• [YOUR TASK] Count the lines in the records below that contain the word "shadowed". Give only the number.

[Collected data]
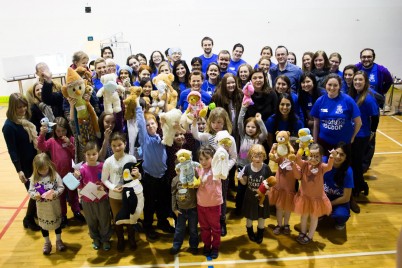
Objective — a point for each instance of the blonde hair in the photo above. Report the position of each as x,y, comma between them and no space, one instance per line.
41,161
216,113
256,149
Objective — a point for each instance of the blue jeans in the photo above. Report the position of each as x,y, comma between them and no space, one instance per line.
192,217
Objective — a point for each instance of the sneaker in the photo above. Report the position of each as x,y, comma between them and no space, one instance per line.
174,251
214,253
339,227
96,244
47,248
60,245
106,246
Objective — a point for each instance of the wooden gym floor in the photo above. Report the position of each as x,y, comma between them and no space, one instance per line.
369,239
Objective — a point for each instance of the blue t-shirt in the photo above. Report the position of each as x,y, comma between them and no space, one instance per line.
205,98
367,109
283,125
208,87
336,117
234,65
207,61
332,190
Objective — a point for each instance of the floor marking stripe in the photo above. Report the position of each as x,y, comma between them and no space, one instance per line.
300,258
389,137
13,217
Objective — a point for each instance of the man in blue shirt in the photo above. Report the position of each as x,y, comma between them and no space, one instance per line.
207,44
292,71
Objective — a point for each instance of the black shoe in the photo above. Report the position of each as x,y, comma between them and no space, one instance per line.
166,228
174,251
79,216
31,224
214,253
224,231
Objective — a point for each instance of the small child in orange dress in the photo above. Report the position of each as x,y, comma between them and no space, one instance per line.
311,199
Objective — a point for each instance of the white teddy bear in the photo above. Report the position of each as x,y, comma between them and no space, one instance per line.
111,100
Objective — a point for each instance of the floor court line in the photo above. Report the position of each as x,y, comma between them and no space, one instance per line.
299,258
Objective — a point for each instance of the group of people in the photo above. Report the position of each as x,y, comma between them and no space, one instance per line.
340,109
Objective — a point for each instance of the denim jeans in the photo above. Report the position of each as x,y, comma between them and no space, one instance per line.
192,217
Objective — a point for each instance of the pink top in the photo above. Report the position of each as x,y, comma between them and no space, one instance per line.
61,153
209,192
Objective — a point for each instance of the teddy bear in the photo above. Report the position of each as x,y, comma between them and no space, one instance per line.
248,90
185,169
132,197
196,108
163,82
264,187
283,148
304,140
170,122
87,127
220,160
111,100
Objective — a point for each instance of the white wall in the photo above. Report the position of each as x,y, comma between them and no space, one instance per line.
345,26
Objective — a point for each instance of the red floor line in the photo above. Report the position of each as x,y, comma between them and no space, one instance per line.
13,217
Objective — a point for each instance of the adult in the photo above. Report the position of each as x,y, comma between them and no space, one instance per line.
335,59
283,67
379,77
154,61
20,136
336,116
236,60
307,61
223,63
320,67
264,98
212,79
207,44
338,185
181,74
369,113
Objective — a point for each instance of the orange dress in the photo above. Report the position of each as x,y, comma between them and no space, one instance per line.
283,192
311,198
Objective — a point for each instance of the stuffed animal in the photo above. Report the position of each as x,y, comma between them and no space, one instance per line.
87,127
170,122
132,197
220,160
304,140
264,187
248,90
163,83
111,100
131,102
185,169
45,122
283,148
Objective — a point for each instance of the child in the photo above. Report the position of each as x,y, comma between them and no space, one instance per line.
311,199
112,173
62,149
209,200
184,206
46,186
98,210
253,174
218,120
282,194
155,182
252,131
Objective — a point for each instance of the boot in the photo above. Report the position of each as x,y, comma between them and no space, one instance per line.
251,234
120,237
131,237
260,235
223,228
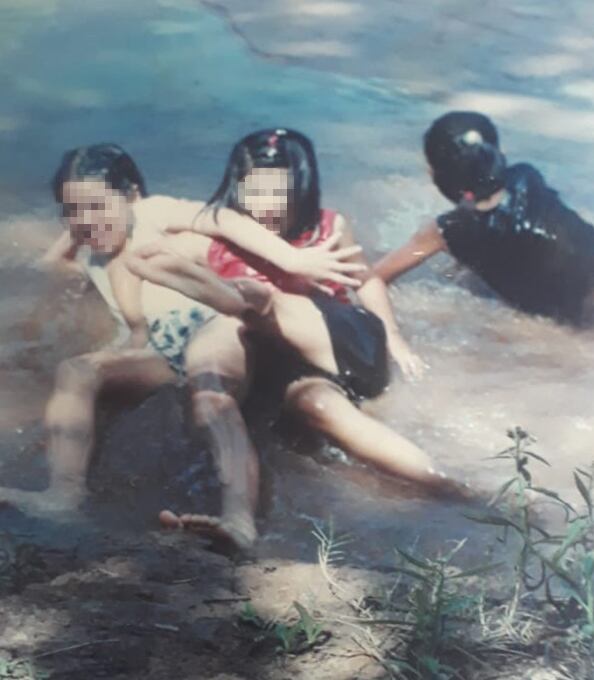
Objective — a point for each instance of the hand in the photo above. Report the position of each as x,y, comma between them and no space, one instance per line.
166,268
327,263
411,365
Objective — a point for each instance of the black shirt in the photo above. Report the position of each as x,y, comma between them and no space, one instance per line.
531,249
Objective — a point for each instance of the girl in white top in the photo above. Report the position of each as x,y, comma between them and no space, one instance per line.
104,205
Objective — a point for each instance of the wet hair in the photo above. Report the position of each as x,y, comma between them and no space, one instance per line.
274,148
107,162
462,148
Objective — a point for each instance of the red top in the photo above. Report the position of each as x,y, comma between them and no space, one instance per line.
230,261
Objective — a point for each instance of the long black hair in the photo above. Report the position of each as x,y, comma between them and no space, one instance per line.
108,162
274,148
462,148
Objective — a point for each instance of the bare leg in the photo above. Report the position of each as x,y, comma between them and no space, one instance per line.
70,420
294,319
217,369
326,409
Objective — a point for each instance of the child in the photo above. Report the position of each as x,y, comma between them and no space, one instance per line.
272,176
508,225
104,204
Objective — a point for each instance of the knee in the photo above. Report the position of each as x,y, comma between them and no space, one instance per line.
311,404
209,405
79,374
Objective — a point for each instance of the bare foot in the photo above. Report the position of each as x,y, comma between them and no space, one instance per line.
238,530
42,503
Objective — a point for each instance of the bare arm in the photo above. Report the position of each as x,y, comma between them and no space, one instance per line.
127,288
373,295
424,244
316,263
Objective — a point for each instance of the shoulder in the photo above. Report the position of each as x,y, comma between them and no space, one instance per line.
155,213
332,222
524,173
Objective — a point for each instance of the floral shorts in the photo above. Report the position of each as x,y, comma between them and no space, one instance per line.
171,334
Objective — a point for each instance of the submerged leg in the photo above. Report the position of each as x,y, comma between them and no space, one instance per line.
70,421
217,366
323,407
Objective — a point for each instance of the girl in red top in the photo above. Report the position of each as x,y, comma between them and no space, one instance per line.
340,341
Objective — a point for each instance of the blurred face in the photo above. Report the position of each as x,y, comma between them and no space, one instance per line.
267,193
96,214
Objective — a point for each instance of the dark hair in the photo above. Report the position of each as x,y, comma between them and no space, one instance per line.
462,148
108,162
274,148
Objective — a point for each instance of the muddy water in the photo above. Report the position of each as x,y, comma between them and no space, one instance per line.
168,80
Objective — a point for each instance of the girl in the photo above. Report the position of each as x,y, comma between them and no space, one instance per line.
508,225
105,206
272,176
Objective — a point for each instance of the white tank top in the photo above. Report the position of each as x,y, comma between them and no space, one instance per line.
151,217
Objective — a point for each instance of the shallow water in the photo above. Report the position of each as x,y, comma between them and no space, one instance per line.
169,81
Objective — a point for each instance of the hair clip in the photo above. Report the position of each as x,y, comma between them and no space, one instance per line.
472,137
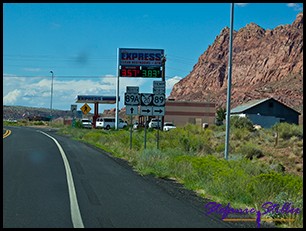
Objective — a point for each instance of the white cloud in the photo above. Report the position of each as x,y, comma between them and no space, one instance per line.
11,97
295,6
32,69
36,91
241,4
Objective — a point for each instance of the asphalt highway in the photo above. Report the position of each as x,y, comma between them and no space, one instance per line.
52,181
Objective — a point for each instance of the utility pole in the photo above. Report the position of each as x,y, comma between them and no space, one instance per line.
163,79
229,82
51,95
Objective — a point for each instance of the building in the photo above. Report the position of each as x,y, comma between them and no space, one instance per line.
183,112
266,112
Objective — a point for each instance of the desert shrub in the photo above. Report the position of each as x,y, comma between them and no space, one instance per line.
286,130
250,151
241,122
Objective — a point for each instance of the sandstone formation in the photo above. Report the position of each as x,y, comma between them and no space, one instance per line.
265,63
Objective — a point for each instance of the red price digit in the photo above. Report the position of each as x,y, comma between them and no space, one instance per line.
123,72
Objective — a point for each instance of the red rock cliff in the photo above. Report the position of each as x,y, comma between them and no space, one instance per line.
266,63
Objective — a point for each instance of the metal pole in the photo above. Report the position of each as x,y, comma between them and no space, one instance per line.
163,79
51,95
157,138
117,93
229,80
145,137
131,131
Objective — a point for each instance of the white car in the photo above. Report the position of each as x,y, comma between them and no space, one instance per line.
86,123
168,126
109,122
155,123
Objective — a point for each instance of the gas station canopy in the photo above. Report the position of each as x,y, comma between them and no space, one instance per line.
96,99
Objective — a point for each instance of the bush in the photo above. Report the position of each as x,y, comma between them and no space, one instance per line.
249,150
241,122
286,130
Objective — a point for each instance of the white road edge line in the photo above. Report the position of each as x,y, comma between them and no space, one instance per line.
74,206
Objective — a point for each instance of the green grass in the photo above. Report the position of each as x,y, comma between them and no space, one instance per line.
194,157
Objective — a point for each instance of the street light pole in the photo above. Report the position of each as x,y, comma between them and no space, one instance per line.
51,95
229,83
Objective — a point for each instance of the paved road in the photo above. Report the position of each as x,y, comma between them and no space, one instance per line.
108,192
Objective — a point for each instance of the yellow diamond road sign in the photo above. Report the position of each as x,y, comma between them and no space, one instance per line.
85,108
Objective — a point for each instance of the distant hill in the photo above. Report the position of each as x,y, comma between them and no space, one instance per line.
22,112
266,63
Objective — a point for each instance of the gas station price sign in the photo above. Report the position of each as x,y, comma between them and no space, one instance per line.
130,71
151,72
141,71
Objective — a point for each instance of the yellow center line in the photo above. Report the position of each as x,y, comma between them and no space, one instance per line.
7,133
254,219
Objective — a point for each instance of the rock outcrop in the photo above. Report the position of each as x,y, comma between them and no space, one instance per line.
265,63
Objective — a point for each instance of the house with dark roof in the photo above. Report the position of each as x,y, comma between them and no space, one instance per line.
266,112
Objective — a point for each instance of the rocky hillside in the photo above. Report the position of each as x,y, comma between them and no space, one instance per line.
266,63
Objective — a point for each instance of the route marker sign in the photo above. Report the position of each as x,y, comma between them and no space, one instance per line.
159,87
146,99
146,110
158,111
131,110
85,108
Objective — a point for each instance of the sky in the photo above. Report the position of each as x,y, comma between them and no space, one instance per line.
79,43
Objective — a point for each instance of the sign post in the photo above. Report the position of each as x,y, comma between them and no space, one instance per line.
131,100
85,108
159,99
73,111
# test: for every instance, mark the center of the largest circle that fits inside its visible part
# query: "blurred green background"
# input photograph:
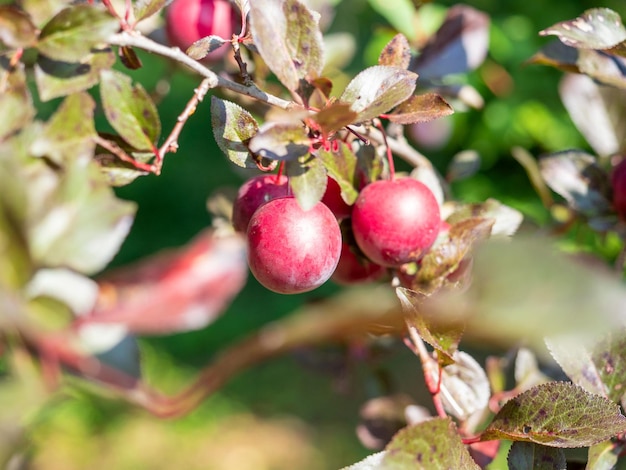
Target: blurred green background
(281, 414)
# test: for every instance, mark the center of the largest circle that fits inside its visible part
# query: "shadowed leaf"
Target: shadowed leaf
(287, 35)
(16, 28)
(434, 443)
(130, 110)
(16, 101)
(75, 31)
(459, 45)
(397, 52)
(421, 108)
(233, 127)
(557, 414)
(70, 131)
(529, 456)
(307, 180)
(342, 167)
(280, 141)
(201, 48)
(55, 78)
(443, 336)
(377, 89)
(578, 178)
(597, 28)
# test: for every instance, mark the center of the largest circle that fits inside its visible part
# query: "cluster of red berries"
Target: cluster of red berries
(290, 250)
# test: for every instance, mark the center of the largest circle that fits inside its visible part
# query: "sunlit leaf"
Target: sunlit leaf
(16, 101)
(287, 35)
(434, 443)
(421, 108)
(334, 117)
(16, 28)
(397, 52)
(459, 45)
(280, 141)
(443, 336)
(55, 78)
(74, 219)
(557, 414)
(201, 48)
(529, 456)
(506, 219)
(377, 89)
(233, 127)
(146, 8)
(597, 28)
(75, 31)
(464, 387)
(578, 178)
(342, 167)
(70, 131)
(130, 110)
(597, 366)
(307, 179)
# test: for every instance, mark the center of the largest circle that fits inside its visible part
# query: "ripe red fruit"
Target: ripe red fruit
(291, 250)
(186, 21)
(618, 178)
(332, 198)
(254, 193)
(354, 269)
(395, 221)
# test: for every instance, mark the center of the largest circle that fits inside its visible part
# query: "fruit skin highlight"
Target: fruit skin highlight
(291, 250)
(253, 194)
(186, 21)
(395, 221)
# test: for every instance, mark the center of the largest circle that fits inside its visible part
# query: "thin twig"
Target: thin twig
(135, 39)
(119, 153)
(171, 143)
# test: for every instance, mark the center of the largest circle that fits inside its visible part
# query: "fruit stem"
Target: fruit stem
(392, 170)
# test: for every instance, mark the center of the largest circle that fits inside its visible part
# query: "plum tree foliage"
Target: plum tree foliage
(275, 110)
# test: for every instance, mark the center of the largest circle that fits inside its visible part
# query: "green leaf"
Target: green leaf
(443, 336)
(70, 132)
(145, 8)
(233, 127)
(307, 179)
(287, 35)
(55, 78)
(603, 456)
(529, 456)
(342, 167)
(421, 108)
(557, 414)
(130, 110)
(431, 444)
(446, 255)
(75, 31)
(74, 218)
(16, 101)
(597, 366)
(400, 13)
(577, 177)
(377, 89)
(16, 28)
(280, 141)
(597, 28)
(397, 52)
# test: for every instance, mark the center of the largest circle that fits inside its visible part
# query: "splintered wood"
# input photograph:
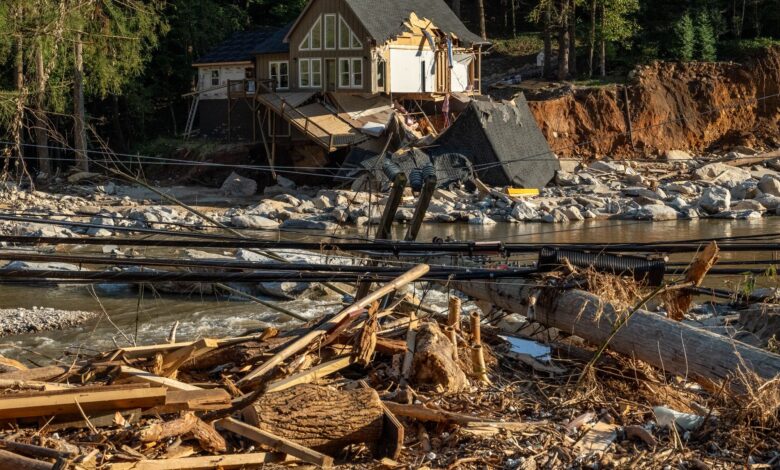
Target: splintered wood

• [SOLUTION FOR THIS EXERCISE] 2